* Stated exercise: Please rewrite the lines from the one containing "Thank you for the photo. Could you please identify the fuselage" through the last line, shifting every point coordinate in the answers up by 138 and keeping all other text the same.

[Collection entries]

▼▼▼

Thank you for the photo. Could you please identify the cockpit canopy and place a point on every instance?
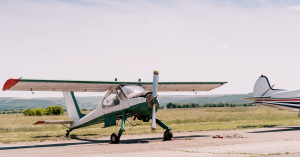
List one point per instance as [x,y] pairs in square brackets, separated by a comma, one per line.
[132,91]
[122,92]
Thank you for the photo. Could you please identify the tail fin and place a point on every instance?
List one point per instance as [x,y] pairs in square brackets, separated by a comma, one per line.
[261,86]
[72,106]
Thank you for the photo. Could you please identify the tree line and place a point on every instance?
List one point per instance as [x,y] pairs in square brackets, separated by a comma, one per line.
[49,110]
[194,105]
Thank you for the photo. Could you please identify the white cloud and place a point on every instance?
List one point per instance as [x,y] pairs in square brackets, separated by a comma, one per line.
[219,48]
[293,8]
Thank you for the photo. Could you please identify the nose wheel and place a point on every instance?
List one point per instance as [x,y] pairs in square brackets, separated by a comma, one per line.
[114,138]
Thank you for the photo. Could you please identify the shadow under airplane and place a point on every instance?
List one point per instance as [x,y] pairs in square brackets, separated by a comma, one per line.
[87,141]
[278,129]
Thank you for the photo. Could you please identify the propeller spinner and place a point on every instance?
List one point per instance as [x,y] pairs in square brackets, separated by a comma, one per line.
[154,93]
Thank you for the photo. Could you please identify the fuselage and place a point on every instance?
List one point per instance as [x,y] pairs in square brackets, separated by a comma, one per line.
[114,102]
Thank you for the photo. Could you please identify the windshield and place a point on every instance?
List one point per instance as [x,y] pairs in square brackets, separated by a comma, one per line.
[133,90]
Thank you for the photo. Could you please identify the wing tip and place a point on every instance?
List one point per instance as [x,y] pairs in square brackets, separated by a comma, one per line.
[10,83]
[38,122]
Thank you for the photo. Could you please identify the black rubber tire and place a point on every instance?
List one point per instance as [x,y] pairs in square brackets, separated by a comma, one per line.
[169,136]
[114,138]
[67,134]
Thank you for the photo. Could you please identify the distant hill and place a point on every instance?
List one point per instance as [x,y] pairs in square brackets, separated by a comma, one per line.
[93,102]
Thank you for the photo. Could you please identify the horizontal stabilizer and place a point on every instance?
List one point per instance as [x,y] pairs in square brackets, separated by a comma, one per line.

▲▲▲

* Task output:
Thank you for the photo. Could you please identify the fuselage and place a point on every instance?
List one point per instance as [x,y] pairs in square brackets, separated by a comma, one per line.
[252,240]
Thank you for the photo. Could you please identify the windshield and place a point on every instance?
List one point per instance as [x,y] pairs in square brackets, separated by a comma, one per line.
[271,228]
Thank you for the photo. Could you please identify the wing tip and place a point on every instance?
List one point per instance as [x,y] pairs in square brackets, separated by a comma, one per line.
[148,221]
[176,260]
Thank you for the photo. Could you please identify the black rubber tire and place a point on every instance?
List one point per instance as [x,y] pairs in square brackets, separated by a comma, one per line.
[307,274]
[252,276]
[205,272]
Thank you for the photo. Could you please identify the distant hill and place a point on every instance?
List one point per instance as [x,y] pairs in square brackets, separated by a comma, one per line.
[231,240]
Thank you for the photo. Could you please identify the horizontal stabilizer and place a point on every instance?
List one point per instance as [x,y] pairs in square brackets, separated by a comma, one per line.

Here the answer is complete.